DATA —
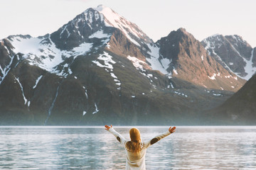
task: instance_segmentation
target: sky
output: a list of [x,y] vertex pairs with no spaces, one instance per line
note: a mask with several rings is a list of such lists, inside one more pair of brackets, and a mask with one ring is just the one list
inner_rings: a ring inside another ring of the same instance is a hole
[[100,4],[137,24],[154,41],[184,28],[200,41],[235,34],[256,47],[255,0],[0,0],[0,40],[53,33]]

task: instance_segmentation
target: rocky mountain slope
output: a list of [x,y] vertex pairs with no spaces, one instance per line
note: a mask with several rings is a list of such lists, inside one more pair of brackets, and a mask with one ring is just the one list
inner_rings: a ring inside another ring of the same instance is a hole
[[154,43],[112,9],[0,45],[0,125],[192,125],[245,81],[186,30]]
[[256,75],[254,75],[237,93],[223,105],[211,110],[208,114],[211,122],[220,125],[255,125],[256,120]]
[[256,47],[252,48],[237,35],[215,35],[202,41],[208,51],[222,66],[248,80],[256,72]]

GIVEN PROBLEM —
Convert every line of the entries above into a Markdown table with the columns "Row" and "Entry line", numbering the rows in order and skipping blank lines. Leave the pictures out of the table.

OUTPUT BELOW —
| Row | Entry line |
|---|---|
| 1 | task: instance_segmentation |
| 2 | target: sky |
| 3 | output: a list of [x,y] vertex pairs with no spaces, one instance per line |
| 4 | note: a mask with several rings is a list of such lists, inside one more pair of brackets, and a mask with one ring is just the one list |
| 5 | inner_rings: a ring inside another ring of the same instance is a hole |
| 6 | [[100,4],[137,24],[154,41],[184,28],[200,41],[235,34],[256,47],[255,0],[0,0],[0,40],[53,33]] |
| 7 | task: instance_segmentation |
| 8 | target: rocky mountain slope |
| 9 | output: a list of [x,y] vertex pairs with no spaces, one instance per line |
| 10 | note: a mask with several rings is a list of such lists, inside one more pair of brackets, and a mask with one ring is just the one list |
| 11 | inner_rings: a ring inside another ring of the same instance is a hole |
| 12 | [[154,43],[112,9],[0,45],[0,125],[192,125],[245,81],[186,30]] |
| 13 | [[256,75],[254,75],[237,93],[223,105],[211,110],[208,114],[211,122],[220,125],[255,125],[256,120]] |
| 14 | [[256,47],[252,48],[237,35],[215,35],[202,41],[208,51],[222,66],[248,80],[256,72]] |